▸ **Отрывок**
^^^^^^^^^^^^^^^^
Сайт Ярославской Группы Ассоциации Движений Анархистов
 
[ Новости ] [ Организация ] [ Пресса ] [ Библиотека ] [ Ссылки ] [ Контакты ] [ Гостевая ] [ Форум ]
 
 Теория

Пётр Кропоткин

Современная наука и анархия

XIV. Заключения

Мы видим из всего предыдущего, как ошибочно ви­деть в государстве что-либо другое, кроме лестничной организации чиновников, избранных или назначенных для управления различными отраслями общественной жизни и для согласования их действий. Мы видели, как ошибочно думать, что достаточно переменить их персонал, чтобы заставить машину идти в каком угодно нап­равлении.

Если бы историческая — политическая и социаль­ная — функция государства была бы ограничена только этим, то оно бы не уничтожило, как оно это сделало на самом деле, всю свободу местных учреждений; оно не централизировало бы в своих министерствах все: суд, об­разование, религию, искусства, науки, армию и т. д.; оно не стало бы употреблять налог, как оно это сделало в интересах богатых, чтобы держать бедных постоянно ниже уровня «линии бедноты», как выражаются молодые английские экономисты; оно не употребило бы, как оно это сделало, монополию, чтобы дать возможность богатым присвоить себе весь прирост богатств, являющийся в результате успехов техники и науки.
^^^^^^^^^^^^^^^^
(Выдержки из данных сегментации)
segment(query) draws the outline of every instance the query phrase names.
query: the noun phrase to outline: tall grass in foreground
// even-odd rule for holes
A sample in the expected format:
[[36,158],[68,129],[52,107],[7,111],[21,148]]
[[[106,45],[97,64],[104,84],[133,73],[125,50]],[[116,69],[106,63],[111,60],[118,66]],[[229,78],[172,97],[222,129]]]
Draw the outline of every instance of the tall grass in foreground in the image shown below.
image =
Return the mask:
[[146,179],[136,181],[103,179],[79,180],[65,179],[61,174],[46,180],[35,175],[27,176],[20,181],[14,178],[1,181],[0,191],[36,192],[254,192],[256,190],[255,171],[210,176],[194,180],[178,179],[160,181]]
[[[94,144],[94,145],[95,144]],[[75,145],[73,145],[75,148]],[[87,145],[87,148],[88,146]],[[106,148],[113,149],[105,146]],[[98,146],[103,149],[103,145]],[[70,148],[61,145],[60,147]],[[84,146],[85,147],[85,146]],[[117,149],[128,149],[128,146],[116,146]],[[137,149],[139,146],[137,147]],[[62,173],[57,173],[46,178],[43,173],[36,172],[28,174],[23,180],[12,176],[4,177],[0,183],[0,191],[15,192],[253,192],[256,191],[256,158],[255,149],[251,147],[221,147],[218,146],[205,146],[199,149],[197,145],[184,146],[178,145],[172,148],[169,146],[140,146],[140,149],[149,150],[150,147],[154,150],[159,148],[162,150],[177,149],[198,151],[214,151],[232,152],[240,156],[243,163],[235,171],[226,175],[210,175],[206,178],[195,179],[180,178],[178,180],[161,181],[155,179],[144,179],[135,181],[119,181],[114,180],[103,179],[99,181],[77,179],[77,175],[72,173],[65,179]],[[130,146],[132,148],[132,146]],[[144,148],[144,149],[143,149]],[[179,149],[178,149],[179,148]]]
^^^^^^^^^^^^^^^^
▸ **Задания**
#1 Что, согласно отрывку, государство централизовало в своих министерствах?
#2 Перескажите в виде краткого списка абзац отрывка, начинающийся словами «Если бы историческая», сохранив его основные факты.
#3 Определите, соответствуют ли отрывку следующие утверждения. Для каждого ответьте «да» или «нет» и приведите точную цитату, которая это решает.
(a) Достаточно сменить персонал государства, чтобы направить его машину куда угодно.
(b) Государство употребляло налог в интересах богатых.
(c) Государство сохранило свободу местных учреждений.

▸ **Полные решения**
#1 Суд, образование, религию, искусства, науки, армию и т. д.

#2
Если бы историческая функция государства ограничивалась только этим, оно бы не сделало того, что сделало на самом деле:
- уничтожило всю свободу местных учреждений;
- централизовало в своих министерствах суд, образование, религию, искусства, науки, армию и т. д.;
- употребляло налог в интересах богатых, держа бедных постоянно ниже «линии бедноты»;
- употребило монополию, чтобы богатые могли присвоить весь прирост богатств, полученный благодаря успехам техники и науки.

#3
(a) Нет: «как ошибочно думать, что достаточно переменить их персонал».
(b) Да: «оно не стало бы употреблять налог, как оно это сделало в интересах богатых».
(c) Нет: «оно бы не уничтожило, как оно это сделало на самом деле, всю свободу местных учреждений».